Meet the Animals that Became Endangered Last Year

As we venture farther into 2016, it’s always good to reflect back on the previous year. Today, we are reflecting on animals that were either declared endangered or were upgraded from endangered to critically endangered in 2015.

1. Mexican Wolf

Photo by Eric Kilby / CC BY-SA 2.0
Photo by Eric Kilby / CC BY-SA 2.0
The U.S. Fish and Wildlife Service (USFWS) declared the Mexican Wolf as endangered earlier in 2015. Over-hunting almost wiped out the entire population 40 years ago. Now, the Mexican Wolf has new protections to conserve this rare mammal.

 
2. Sawfish

Photo by Simon Fraser University - University Communications / CC BY 2.0
Photo by Simon Fraser University – University Communications / CC BY 2.0
The USFWS placed multiple species of sawfish on the endangered species list in 2015. Several populations have fallen victim to overfishing and negative human factors.

 
3. Steppe Eagle

Photo by Bernard DUPONT / CC BY-SA 2.0
Photo by Bernard DUPONT / CC BY-SA 2.0
The Steppe Eagle was upgraded to “endangered” this year by the IUCN because of changes to the raptor’s environment. Habitat disturbances, such as agricultural development and a veterinary drug spreading toxic effects through its ecosystem, have caused the eagle’s population to drastically drop.

Data listing =>
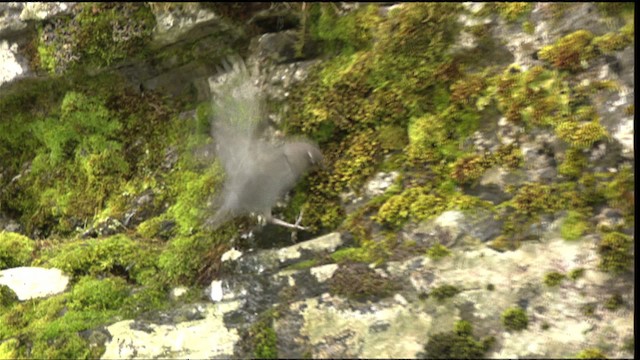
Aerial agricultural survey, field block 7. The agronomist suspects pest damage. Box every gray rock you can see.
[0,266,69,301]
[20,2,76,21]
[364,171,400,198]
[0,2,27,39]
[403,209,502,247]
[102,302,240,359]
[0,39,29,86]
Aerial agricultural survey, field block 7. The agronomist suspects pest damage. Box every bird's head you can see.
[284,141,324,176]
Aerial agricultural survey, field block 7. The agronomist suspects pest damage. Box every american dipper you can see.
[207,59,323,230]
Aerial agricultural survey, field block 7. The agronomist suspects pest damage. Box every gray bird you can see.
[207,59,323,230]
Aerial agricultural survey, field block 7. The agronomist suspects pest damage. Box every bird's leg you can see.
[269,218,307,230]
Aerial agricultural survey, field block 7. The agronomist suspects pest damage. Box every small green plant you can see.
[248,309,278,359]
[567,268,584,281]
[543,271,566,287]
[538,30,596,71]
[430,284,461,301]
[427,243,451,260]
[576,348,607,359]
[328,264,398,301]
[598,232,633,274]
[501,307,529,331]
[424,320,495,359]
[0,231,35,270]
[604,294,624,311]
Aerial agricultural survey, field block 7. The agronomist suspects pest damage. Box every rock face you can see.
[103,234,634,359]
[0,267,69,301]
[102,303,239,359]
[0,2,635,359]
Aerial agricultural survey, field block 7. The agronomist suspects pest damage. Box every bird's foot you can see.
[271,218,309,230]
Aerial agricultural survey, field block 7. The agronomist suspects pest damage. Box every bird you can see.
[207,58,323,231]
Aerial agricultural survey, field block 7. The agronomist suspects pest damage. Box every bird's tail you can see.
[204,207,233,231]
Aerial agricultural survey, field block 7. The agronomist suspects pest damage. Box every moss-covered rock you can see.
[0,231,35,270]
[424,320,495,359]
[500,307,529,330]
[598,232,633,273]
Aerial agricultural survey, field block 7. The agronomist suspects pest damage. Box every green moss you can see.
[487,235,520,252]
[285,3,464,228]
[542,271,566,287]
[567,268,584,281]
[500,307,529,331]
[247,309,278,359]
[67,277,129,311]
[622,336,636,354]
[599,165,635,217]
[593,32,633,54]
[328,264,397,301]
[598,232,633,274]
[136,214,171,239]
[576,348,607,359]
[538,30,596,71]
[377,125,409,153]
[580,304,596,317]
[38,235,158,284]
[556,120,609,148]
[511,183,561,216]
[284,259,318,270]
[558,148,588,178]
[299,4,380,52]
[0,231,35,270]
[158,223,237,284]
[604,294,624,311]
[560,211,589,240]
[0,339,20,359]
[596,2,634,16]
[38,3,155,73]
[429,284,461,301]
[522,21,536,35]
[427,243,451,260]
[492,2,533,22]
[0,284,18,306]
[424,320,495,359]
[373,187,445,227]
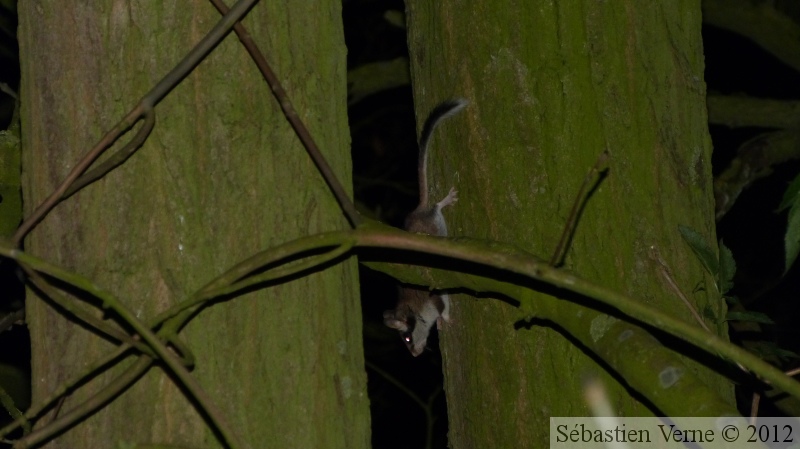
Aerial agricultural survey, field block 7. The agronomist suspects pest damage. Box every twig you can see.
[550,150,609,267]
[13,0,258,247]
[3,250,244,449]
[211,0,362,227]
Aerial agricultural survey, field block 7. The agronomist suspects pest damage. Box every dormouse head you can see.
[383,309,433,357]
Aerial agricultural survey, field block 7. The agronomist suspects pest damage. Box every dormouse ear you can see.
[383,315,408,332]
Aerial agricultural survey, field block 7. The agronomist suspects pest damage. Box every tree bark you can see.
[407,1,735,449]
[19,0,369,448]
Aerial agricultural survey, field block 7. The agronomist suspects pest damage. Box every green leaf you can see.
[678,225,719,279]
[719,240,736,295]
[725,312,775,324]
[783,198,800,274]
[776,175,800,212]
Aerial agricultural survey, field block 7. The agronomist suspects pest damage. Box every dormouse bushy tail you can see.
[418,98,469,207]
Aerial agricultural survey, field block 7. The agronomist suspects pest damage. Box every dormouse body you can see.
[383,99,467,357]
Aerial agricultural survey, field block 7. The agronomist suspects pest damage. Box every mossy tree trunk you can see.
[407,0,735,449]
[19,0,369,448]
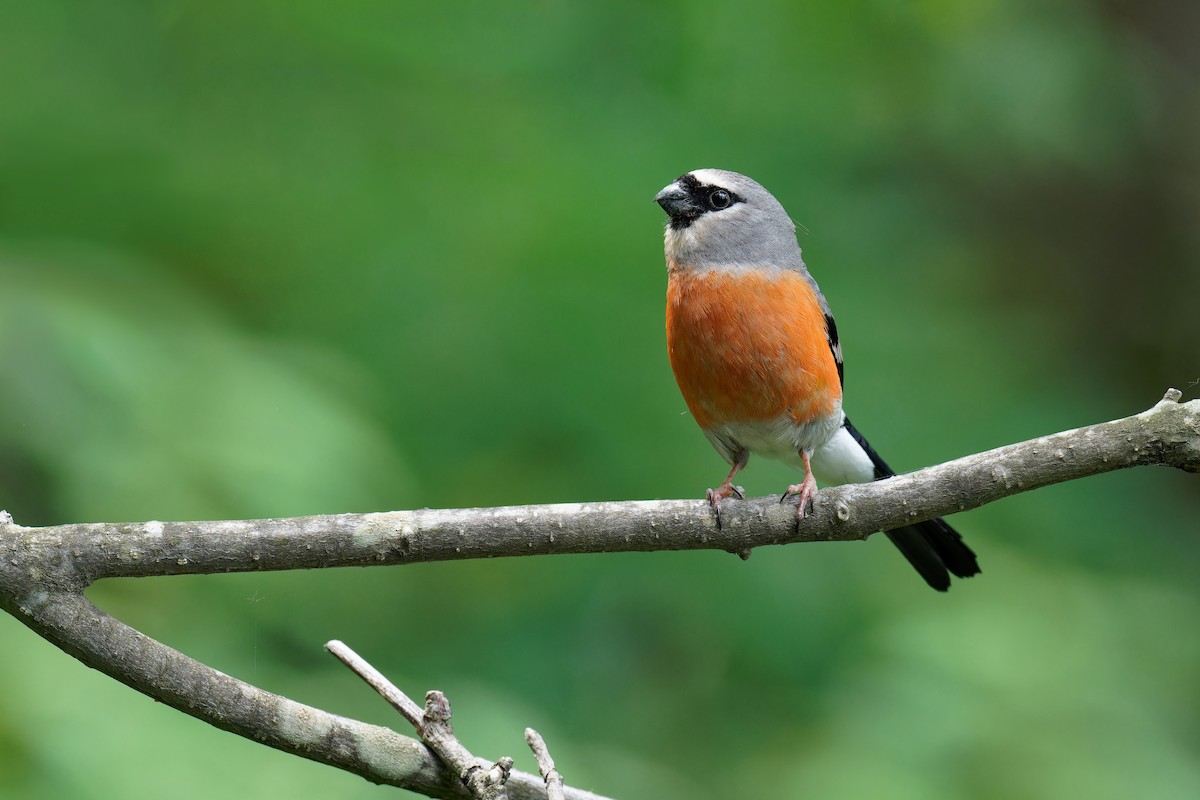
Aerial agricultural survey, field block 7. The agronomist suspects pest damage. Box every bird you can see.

Exercise =>
How does the article on animals that became endangered in 2015 go on after its last sentence? Write the continuation.

Expected answer =>
4. New Zealand Sea Lion

Photo by Rosino / CC BY-SA 2.0
Photo by Rosino / CC BY-SA 2.0
The IUCN classified the New Zealand Sea Lion as endangered due to “fishing-related mortality” and other threats from disease and food limitations. It is one of the rarest sea lions in the world with a population of around 10,000 and decreasing.

 
5. White Headed Vulture

Photo by Bernard DUPONT / CC BY-SA 2.0
Photo by Bernard DUPONT / CC BY-SA 2.0
In 2015, the IUCN upgraded the status of the White Headed Vulture from threatened to critically endangered. The vulture’s population has declined because of human threats, including poisonings and persecution.

 
6. Great Green Macaw & Military Macaw

Photo by Susanne Nilsson / CC BY-SA 2.0
Photo by Susanne Nilsson / CC BY-SA 2.0
The USFWS listed both the Great Green Macaw and the Military Macaw as endangered in October, 2015. The two species’ already small populations are declining due to poaching and habitat loss, fragmentation and degradation.

 
7. Ishikawa’s Frog

Photo by Patrick Randall / CC BY-NC-SA 2.0
Photo by Patrick Randall / CC BY-NC-SA 2.0
The IUCN declared the Ishikawa’s Frog, a Japanese amphibian, as an endangered species in 2015. The frog population is in serious decline because of habitat loss from dam and road construction.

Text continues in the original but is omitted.